## TASK LIST
1. Transcribe the section on L'Hôpital's Rule, starting with "Section 4.8 L’Hôpital’s" and going on through "some \(x\) values.".
2. Pick up the section on L'Hôpital's Rule after its last sentence and write what comes next.

Section 4.8 L’Hôpital’s Rule
There are places in the graph of a function where simple evaluation can fail to show what is happening: argument values \(x\) where the formula gives a meaningless indeterminate form like “0/0”, “\(\infty/\infty\)”, “\(0 \cdot \infty\)”, “\(\infty-\infty\)”, “\(0^0\)”, “\(1^\infty\)” or “\(\infty^0\)”.
It can be useful to compute the limits at such points, and l'Hôpital's Rule often helps with these sort of limits. This rule can also be useful in exploring the sideways extremes of a graph, the limits as \(x \to -\infty\) and \(x \to \infty\text{.}\)
When \(f(x)\) gives “\(0/0\)” for some \(x\) values.

## SOURCE EXCERPT
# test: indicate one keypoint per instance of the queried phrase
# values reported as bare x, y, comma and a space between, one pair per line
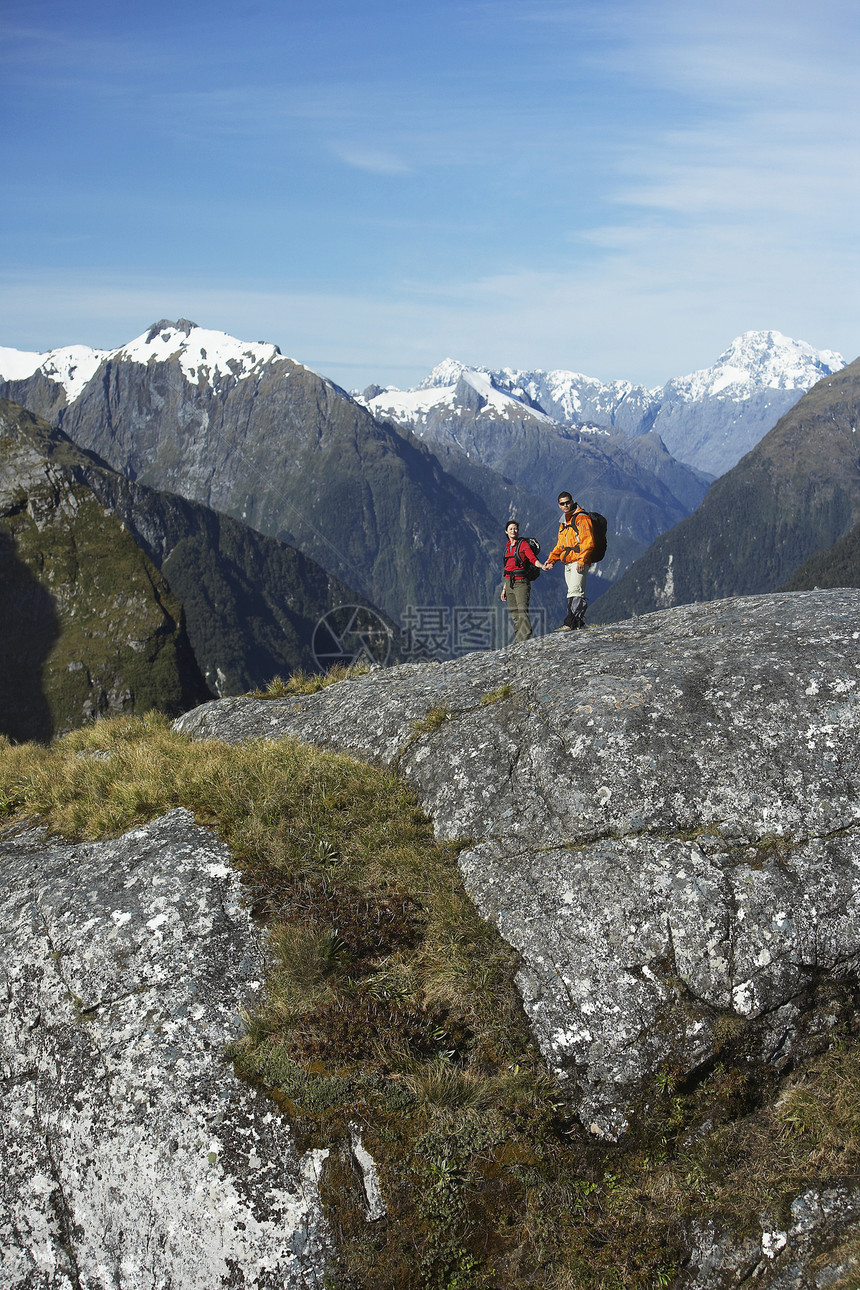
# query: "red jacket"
511, 568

## WRITTEN ANSWERS
1.
Section 4.8 L’Hôpital’s Rule
There are places in the graph of a function where simple evaluation can fail to show what is happening: argument values \(x\) where the formula gives a meaningless indeterminate form like “0/0”, “\(\infty/\infty\)”, “\(0 \cdot \infty\)”, “\(\infty-\infty\)”, “\(0^0\)”, “\(1^\infty\)” or “\(\infty^0\)”.
It can be useful to compute the limits at such points, and l'Hôpital's Rule often helps with these sort of limits. This rule can also be useful in exploring the sideways extremes of a graph, the limits as \(x \to -\infty\) and \(x \to \infty\text{.}\)
When \(f(x)\) gives “\(0/0\)” for some \(x\) values.

2.
With the function given by the formula \(\displaystyle f(x) = \frac{\sin x}{x}\text{,}\) the formula fails at \(x=0\text{,}\) because substituting in \(x=0\) gives \(0/0\text{,}\) an indeterminate form.
It cannot be simplified to 0 (suggested by the zero numerator), or to infinity (suggested by the zero denominator), or to 1 (suggested by canceling equal factors).
An indeterminate form tells us nothing about what happens at that point!
A new idea is needed. Fortunately, in the above example, we have seen that this is a removable discontinuity: the domain of the function can be extended to include \(x=0\) while keeping function continuous, with a unique choice of the value given by the limit
\begin{equation*}
f(0) = \lim_{x \to 0}\frac{\sin x}{x}, = 1.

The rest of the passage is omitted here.